*Problem to solve*
Which lines in the data below contain the word "wooden"? Return each of them.

*Given information*
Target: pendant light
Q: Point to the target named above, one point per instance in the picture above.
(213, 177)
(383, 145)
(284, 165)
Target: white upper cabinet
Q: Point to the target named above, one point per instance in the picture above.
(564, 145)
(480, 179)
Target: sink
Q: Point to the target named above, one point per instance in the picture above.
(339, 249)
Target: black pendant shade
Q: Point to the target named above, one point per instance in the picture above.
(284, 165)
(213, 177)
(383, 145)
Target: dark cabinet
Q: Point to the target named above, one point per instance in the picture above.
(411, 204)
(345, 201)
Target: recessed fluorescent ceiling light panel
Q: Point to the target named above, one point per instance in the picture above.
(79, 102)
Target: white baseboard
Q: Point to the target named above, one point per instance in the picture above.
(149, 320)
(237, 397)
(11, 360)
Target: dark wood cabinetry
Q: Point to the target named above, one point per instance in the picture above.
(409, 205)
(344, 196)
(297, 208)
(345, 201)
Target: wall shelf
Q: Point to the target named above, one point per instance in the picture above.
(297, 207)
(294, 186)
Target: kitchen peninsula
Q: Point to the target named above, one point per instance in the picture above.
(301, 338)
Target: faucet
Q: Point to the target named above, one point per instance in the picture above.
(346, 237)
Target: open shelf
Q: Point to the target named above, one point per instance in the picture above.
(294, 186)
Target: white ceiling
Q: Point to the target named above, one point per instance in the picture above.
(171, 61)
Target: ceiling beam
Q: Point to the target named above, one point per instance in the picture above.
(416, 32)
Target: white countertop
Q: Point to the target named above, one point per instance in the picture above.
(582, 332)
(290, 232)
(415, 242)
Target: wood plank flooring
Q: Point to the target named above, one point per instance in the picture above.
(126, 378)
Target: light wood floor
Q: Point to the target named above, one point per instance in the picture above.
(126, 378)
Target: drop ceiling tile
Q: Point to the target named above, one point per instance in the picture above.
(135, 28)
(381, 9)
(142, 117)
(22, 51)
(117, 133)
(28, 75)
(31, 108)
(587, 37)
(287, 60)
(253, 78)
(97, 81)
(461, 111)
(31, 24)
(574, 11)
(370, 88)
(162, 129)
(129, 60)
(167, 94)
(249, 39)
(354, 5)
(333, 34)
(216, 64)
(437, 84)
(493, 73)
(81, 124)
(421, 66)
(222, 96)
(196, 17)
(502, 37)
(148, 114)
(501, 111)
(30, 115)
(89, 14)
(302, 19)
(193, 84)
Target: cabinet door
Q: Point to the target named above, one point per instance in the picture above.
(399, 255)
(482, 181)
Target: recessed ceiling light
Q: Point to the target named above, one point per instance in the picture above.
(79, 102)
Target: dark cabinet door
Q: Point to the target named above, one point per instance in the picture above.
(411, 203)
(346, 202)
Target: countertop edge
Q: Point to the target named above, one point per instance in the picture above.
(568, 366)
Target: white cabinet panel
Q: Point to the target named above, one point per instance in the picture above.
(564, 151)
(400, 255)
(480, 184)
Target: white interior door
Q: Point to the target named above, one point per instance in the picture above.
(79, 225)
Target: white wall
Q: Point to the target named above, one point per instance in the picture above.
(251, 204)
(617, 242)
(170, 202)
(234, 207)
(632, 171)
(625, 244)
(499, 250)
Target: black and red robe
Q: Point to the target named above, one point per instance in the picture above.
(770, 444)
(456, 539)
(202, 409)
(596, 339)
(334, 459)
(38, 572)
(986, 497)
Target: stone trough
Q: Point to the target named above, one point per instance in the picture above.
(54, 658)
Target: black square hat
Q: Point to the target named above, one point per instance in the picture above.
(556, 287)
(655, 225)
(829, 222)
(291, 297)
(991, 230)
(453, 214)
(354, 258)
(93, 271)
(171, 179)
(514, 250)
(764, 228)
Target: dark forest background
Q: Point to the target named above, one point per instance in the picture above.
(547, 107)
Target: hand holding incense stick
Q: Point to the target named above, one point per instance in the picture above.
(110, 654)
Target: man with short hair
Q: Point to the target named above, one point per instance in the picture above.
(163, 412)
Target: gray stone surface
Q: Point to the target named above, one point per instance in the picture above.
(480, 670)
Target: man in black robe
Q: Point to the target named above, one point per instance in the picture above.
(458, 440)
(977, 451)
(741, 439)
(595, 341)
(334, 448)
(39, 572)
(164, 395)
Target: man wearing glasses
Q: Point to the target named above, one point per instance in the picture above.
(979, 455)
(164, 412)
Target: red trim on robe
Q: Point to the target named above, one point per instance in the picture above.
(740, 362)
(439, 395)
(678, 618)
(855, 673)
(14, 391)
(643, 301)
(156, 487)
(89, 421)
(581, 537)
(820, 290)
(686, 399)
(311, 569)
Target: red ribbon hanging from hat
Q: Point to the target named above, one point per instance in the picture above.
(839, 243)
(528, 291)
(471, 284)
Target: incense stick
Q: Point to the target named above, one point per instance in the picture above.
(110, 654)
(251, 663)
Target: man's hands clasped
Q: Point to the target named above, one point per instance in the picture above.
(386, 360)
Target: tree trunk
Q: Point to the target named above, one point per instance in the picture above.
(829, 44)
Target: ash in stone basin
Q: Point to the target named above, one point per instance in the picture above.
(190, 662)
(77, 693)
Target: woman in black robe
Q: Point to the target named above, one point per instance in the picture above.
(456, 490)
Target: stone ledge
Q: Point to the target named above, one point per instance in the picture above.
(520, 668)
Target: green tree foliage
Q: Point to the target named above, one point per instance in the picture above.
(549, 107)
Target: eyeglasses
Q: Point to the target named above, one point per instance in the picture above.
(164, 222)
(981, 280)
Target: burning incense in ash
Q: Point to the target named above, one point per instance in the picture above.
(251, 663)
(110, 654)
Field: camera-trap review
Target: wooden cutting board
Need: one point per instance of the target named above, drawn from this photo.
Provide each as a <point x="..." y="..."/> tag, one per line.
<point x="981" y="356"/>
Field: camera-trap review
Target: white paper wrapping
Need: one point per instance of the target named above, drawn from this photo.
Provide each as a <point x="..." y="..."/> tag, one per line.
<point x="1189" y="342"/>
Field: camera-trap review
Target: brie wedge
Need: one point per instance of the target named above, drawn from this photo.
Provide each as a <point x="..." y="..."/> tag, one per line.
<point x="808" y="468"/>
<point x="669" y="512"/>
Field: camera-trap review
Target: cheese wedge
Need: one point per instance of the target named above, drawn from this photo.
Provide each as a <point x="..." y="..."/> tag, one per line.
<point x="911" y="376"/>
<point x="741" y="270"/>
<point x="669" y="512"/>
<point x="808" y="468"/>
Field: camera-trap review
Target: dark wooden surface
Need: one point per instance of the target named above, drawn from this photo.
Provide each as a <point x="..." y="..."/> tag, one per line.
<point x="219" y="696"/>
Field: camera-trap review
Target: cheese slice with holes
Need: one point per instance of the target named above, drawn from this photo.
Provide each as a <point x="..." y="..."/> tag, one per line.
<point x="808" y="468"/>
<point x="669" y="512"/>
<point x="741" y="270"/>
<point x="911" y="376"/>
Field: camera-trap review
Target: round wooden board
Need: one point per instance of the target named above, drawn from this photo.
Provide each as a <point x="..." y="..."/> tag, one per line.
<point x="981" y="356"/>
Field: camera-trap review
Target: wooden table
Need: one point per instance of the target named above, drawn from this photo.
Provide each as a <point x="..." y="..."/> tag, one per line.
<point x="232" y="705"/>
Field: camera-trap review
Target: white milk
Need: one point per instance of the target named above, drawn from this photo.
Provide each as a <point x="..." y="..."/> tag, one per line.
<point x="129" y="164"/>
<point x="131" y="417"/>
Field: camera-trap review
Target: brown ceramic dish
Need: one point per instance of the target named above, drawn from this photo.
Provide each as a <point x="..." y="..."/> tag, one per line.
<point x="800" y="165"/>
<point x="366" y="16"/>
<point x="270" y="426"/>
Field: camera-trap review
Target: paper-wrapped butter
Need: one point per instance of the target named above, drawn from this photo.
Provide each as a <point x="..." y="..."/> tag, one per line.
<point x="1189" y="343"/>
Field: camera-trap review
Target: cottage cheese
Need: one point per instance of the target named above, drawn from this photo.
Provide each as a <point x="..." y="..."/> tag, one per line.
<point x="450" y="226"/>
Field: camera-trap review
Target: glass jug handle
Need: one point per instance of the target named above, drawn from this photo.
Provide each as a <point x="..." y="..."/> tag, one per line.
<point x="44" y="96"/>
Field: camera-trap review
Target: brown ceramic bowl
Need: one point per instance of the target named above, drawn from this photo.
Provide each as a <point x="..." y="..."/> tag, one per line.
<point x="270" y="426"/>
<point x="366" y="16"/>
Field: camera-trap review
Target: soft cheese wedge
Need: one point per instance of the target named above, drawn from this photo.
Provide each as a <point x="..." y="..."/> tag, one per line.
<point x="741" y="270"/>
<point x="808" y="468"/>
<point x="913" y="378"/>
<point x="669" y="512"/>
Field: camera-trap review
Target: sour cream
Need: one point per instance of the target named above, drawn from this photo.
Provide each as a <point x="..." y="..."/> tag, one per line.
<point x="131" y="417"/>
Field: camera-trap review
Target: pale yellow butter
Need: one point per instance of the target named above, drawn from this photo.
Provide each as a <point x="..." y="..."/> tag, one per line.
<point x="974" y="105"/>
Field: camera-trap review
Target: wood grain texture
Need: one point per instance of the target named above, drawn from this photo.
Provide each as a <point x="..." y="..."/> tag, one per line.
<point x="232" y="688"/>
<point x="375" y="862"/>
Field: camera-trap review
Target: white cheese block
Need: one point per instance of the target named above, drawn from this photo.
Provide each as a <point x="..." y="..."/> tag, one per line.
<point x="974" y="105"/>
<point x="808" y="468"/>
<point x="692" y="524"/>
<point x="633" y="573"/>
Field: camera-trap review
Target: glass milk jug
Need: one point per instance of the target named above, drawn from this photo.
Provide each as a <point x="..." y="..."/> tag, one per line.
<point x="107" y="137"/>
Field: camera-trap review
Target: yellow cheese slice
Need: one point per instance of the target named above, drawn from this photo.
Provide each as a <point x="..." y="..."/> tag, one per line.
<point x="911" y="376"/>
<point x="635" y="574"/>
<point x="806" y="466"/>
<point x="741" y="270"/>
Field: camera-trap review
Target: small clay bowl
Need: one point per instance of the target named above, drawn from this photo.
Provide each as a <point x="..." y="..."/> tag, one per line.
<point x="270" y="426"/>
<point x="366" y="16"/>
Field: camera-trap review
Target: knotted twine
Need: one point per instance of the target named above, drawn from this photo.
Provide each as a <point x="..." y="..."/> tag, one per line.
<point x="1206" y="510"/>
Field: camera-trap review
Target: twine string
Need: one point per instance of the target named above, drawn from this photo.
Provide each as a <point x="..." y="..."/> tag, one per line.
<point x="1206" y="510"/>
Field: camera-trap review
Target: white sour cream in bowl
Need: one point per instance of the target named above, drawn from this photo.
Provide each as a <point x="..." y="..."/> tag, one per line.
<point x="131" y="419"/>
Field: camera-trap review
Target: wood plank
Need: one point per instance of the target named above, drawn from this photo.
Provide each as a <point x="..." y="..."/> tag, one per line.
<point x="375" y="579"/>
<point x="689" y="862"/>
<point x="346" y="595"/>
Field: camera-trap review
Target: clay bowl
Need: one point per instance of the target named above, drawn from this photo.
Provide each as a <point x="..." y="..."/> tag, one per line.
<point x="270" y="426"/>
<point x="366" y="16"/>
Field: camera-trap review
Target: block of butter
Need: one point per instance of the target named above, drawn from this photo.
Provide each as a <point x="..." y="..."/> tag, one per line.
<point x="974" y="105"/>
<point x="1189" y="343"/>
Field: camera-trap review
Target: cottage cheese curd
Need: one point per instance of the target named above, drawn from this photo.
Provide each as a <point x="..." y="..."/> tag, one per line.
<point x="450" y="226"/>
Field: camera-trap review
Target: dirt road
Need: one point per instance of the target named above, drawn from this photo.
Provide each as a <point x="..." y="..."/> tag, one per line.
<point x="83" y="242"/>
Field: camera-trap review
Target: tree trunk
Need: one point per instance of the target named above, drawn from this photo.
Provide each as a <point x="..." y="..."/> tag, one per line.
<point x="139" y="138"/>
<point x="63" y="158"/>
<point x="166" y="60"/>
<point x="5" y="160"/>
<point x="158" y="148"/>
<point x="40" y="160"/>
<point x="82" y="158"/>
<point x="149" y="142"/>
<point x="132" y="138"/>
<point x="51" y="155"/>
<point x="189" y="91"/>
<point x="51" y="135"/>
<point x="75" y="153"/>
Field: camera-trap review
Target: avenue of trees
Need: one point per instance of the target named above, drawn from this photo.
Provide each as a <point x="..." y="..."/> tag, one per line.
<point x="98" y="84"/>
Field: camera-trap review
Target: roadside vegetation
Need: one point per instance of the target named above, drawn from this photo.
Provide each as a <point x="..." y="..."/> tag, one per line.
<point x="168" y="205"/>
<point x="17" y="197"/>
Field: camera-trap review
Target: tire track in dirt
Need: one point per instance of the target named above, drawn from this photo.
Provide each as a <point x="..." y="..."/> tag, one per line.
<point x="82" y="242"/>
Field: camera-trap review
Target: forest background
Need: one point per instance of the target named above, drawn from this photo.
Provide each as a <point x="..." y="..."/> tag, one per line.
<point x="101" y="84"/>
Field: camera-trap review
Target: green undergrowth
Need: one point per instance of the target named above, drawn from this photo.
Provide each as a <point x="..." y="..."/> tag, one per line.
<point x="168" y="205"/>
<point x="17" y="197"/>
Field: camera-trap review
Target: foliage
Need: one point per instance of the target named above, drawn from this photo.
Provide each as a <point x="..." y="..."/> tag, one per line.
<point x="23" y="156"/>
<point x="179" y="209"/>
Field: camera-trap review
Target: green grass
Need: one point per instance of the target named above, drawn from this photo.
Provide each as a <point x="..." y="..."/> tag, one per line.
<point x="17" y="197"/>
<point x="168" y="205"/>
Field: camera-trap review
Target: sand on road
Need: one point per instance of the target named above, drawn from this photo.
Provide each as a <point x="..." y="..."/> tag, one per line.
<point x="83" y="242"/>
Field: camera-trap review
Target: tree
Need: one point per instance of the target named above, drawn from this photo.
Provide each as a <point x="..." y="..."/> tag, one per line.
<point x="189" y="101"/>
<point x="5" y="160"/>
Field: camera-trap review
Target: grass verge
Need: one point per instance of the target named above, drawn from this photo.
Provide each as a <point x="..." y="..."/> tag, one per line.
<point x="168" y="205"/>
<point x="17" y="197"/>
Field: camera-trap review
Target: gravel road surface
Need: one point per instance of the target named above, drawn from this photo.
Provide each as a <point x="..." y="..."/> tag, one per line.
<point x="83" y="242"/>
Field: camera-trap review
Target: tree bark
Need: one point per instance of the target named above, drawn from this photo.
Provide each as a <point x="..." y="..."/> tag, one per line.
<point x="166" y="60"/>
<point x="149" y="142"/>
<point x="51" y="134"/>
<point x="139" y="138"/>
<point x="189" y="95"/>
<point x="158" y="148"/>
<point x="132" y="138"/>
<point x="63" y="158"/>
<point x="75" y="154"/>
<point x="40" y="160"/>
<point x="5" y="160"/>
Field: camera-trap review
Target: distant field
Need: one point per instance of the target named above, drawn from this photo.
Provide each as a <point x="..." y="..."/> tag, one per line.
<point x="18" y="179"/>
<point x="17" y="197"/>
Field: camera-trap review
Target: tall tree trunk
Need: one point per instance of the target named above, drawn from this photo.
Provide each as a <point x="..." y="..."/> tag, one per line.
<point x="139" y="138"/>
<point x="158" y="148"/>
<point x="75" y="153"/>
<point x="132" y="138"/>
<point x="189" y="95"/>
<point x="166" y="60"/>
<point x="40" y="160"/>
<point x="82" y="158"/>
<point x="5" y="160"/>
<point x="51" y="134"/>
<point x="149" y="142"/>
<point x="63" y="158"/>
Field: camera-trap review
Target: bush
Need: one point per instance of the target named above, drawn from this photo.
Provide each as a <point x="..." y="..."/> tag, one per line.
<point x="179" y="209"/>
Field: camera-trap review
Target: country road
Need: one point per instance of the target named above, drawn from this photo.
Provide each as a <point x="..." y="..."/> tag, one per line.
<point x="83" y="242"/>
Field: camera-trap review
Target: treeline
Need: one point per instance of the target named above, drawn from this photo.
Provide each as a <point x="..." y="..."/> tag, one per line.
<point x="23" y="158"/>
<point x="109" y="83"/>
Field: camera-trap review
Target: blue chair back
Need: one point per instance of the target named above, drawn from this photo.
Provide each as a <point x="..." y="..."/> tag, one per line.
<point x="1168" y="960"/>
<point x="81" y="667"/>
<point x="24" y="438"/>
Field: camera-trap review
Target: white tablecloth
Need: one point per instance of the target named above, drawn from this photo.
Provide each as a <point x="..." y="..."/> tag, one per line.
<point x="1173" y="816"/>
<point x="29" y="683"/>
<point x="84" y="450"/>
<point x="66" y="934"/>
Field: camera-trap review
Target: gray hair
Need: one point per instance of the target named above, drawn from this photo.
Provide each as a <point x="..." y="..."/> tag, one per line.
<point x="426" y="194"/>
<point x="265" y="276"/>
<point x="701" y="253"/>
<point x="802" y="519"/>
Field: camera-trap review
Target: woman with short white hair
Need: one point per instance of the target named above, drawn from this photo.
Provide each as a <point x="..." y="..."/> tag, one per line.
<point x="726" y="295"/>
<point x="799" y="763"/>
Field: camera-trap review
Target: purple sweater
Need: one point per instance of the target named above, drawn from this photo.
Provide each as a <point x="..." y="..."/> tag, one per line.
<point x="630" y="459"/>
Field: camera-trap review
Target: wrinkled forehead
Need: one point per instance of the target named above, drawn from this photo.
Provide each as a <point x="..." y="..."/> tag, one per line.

*Solution below*
Target: wooden cutting board
Target: dark wooden surface
Target: round wooden board
Target: wooden table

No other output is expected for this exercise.